Shape boundary entries:
##############################
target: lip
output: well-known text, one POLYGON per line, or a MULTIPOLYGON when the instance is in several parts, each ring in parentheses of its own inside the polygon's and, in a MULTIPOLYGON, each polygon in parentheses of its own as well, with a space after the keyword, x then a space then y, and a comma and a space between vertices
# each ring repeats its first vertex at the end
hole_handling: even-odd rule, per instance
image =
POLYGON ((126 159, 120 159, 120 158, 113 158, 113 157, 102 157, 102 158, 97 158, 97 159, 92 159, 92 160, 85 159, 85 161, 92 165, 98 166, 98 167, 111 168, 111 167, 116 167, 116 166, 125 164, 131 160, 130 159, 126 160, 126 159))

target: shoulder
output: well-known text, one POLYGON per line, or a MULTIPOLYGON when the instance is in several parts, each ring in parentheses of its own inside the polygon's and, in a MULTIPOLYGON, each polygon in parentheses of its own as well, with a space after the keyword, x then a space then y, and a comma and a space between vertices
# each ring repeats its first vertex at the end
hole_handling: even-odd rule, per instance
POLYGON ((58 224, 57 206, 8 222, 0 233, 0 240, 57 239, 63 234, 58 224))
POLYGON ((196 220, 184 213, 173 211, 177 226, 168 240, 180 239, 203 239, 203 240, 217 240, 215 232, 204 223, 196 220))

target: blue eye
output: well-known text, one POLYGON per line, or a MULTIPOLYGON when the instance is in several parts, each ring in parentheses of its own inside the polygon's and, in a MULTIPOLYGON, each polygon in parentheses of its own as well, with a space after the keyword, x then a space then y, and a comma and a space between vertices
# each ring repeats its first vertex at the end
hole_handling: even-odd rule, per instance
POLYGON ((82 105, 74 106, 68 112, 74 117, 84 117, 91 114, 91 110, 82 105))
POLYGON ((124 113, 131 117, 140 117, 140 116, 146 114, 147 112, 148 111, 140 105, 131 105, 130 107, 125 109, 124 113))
##############################
WRITTEN TASK
Rewrite the records above with "even-odd rule" changed to "nonzero winding rule" everywhere it occurs, leaving every other line and character as it is.

OUTPUT FOR THIS EXERCISE
target: lip
output: well-known text, one POLYGON per line, or a MULTIPOLYGON when the instance is in several parts, each ring in parentheses of its own inside the polygon's and, in a MULTIPOLYGON, each polygon in parentheses of its own as well, with a space after the keyword, x then a space then y, and a comma and a space between vertices
# each ring repeats its first vertex at the end
hole_handling: nonzero winding rule, per instance
image =
POLYGON ((126 159, 120 159, 120 158, 113 158, 113 157, 102 157, 102 158, 97 158, 97 159, 92 159, 92 160, 85 159, 85 161, 92 165, 98 166, 98 167, 111 168, 111 167, 116 167, 116 166, 125 164, 131 160, 130 159, 126 160, 126 159))

target: shoulder
output: well-known text, one POLYGON per line, or a MULTIPOLYGON when the instance is in several parts, each ring in parentheses of its own inside the polygon's and, in a MULTIPOLYGON, each polygon in parentheses of its own as well, with a space after the keyword, x then a space then y, and a comma and a space between vertices
# each ring repeats its first vertex at the end
hole_handling: nonzero winding rule, per instance
POLYGON ((58 224, 57 206, 8 222, 0 233, 0 240, 57 239, 63 234, 58 224))
POLYGON ((196 220, 184 213, 173 211, 177 226, 168 240, 180 239, 203 239, 203 240, 217 240, 215 232, 204 223, 196 220))

target: blue eye
output: well-known text, one POLYGON per line, or a MULTIPOLYGON when the instance is in several parts, each ring in parentheses of its own inside the polygon's and, in a MULTIPOLYGON, each polygon in parentheses of its own as well, with a space after the keyword, x then a space then y, and a comma and a space between vertices
# each ring repeats its first vertex at the end
hole_handling: nonzero winding rule, per instance
POLYGON ((82 105, 74 106, 68 112, 74 117, 84 117, 91 114, 91 110, 82 105))
POLYGON ((124 113, 131 117, 140 117, 140 116, 146 114, 147 112, 148 111, 140 105, 131 105, 130 107, 125 109, 124 113))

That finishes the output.